● **TASK STATEMENT**
Please reproduce every line of the entries below, requests included, but multiply each coordinate in the answers by 1.95 and round it to a whole number, with halves going up.

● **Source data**
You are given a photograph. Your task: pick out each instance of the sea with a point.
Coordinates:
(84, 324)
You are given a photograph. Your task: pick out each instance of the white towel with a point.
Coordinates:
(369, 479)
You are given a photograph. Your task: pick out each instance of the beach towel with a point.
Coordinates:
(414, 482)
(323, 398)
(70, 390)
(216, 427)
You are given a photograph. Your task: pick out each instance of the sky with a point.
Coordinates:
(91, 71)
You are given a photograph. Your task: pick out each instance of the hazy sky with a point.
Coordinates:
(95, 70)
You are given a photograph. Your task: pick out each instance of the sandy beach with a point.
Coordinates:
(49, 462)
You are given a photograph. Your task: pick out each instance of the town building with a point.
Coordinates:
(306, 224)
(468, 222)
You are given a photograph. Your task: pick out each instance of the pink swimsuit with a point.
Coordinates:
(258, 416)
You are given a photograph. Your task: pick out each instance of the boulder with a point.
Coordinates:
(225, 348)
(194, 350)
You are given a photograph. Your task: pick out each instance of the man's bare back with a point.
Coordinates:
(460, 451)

● **RESULT OF THIS TASK**
You are given a photograph. Your task: pick out each instance of the sea with a point.
Coordinates:
(164, 632)
You are given a photograph. Your task: pick out each instance of the white towel with a point.
Coordinates:
(720, 934)
You are given a photograph. Your task: pick out each instance of the beach towel with a point.
Coordinates:
(807, 940)
(630, 776)
(137, 761)
(421, 833)
You are given a photograph. Your task: pick out each instance of the sky with a point.
Coordinates:
(177, 138)
You are given a photograph. Your task: pick out each instance of the hazy sky with a point.
Coordinates:
(185, 137)
You are given a photograph. Your task: pick out each instance of the sandy beach with a point.
Coordinates:
(96, 901)
You are given a photograph. Your task: pick out each instance of the town building with a point.
Coordinates:
(597, 437)
(913, 433)
You are given a photograph. Your task: pick out each instance of the pink swimsuit with a point.
Coordinates:
(503, 811)
You are given a photograph. Your task: pick out each instance of the boulder with a point.
Coordinates:
(439, 679)
(378, 683)
You are given a photograph. Your task: pick out each instance of the man's bare back with a point.
Coordinates:
(897, 879)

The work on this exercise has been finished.